→ **Exercise brief**
Rewrite all the rows below, requests included, and multiply every pixel coordinate in the answers by 0.8, rounding to whole numbers with halves going up.

+++ Records for the exercise +++

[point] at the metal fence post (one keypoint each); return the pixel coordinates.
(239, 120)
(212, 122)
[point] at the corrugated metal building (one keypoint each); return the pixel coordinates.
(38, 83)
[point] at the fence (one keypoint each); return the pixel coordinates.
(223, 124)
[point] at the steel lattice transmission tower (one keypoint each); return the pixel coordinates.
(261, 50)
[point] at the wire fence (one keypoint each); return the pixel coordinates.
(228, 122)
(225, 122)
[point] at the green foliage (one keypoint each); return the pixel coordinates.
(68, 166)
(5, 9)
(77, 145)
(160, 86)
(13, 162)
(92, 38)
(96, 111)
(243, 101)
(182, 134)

+++

→ **Task response**
[point] at the metal fence post (one keypoint each); return the pixel coordinates.
(191, 96)
(170, 98)
[point] at the corrugated metal building (one keypoint each); return the pixel coordinates.
(30, 66)
[point] at the fence (one keypoint each); return the pixel coordinates.
(178, 99)
[point] at the steel lattice transmission tower (one keypoint each); return the pixel coordinates.
(209, 40)
[point] at the wire fence (one keypoint each); return the pixel coordinates.
(182, 98)
(180, 98)
[point] at the green foliage (one keypoint each); return the pixel coordinates.
(54, 133)
(4, 7)
(62, 116)
(128, 69)
(10, 130)
(74, 30)
(77, 89)
(194, 81)
(146, 107)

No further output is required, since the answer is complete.